> Challenge:
Below are some entries; can you quote all of them exactly?

> Raw records:
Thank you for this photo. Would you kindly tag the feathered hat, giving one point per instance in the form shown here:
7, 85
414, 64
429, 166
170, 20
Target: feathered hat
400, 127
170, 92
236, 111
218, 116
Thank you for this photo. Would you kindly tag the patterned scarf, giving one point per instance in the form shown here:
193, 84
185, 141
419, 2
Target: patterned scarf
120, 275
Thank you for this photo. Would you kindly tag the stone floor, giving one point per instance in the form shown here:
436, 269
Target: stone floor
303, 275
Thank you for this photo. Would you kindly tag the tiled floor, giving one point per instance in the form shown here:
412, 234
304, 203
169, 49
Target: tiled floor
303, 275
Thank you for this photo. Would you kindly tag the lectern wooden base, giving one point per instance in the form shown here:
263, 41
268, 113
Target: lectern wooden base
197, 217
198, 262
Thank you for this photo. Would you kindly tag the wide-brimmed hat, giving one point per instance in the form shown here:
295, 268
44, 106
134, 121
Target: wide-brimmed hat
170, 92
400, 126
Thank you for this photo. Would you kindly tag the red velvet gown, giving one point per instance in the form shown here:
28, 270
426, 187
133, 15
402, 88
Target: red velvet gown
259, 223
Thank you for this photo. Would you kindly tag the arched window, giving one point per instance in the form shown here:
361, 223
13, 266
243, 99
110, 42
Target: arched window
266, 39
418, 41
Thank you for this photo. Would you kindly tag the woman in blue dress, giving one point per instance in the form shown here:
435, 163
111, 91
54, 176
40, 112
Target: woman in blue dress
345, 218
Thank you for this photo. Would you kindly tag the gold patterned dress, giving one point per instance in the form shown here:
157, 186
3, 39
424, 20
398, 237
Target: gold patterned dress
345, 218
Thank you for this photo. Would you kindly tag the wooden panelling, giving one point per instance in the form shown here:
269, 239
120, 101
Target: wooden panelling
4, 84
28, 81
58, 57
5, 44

> Response to the task:
Thank you for this photo. Would you kindly tag the feathered hat, giving one point per instance in the form shown here:
7, 85
414, 64
429, 166
170, 20
Target: feathered hat
400, 127
170, 92
236, 111
218, 116
Thank you for this photo. Would you kindly tag the patterned scarf, giving one point per instance in the form shown here:
193, 84
185, 141
419, 2
Target: patterned scarf
120, 275
Thank you for this photo. Would you kindly tag the stone floor, giving one point per instance in the form shown here:
436, 269
Target: stone floor
303, 275
Thank you for this photo. Would you kindly tag the tiled floor, giving one point per instance in the form shown here:
412, 234
304, 203
169, 49
Target: tiled floor
303, 275
Thank you for this photo. Would you kindly tag the lectern wooden base, giving one point per instance in the form shown here:
263, 41
268, 113
Target: lectern wooden base
197, 217
198, 262
Thank you for this photo. Would you kindly tag the wide-brimmed hat, giving one point per instance in the form shown here:
295, 268
44, 106
134, 121
Target: wide-brimmed hat
170, 92
400, 126
Thank you for this photo. Would you kindly tag the red velvet gown, giving one point per instance in the form shown here:
28, 270
426, 187
133, 15
402, 88
Target: red velvet gown
259, 223
Thank you for this photo. Would you kindly tag the arched window, giving one point per instance in the form shown here:
361, 223
13, 266
243, 99
110, 42
Target: arched window
266, 39
418, 41
Thank you for this photo. Would you kindly tag the woman in blue dress, giving one point per instance in the form shown here:
435, 163
111, 91
54, 176
40, 112
Target: woman in blue dress
345, 218
Thank you for this photo. Would you kindly tag the gold patterned dress, giving one point per instance in the form shown here:
157, 186
3, 39
424, 20
398, 237
Target: gold patterned dress
345, 218
Thank you for this photo. Would you kindly tag the wooden panelling, giving one point per instance in the form shown here:
269, 239
120, 101
Target: wooden panelling
4, 84
28, 81
58, 57
5, 44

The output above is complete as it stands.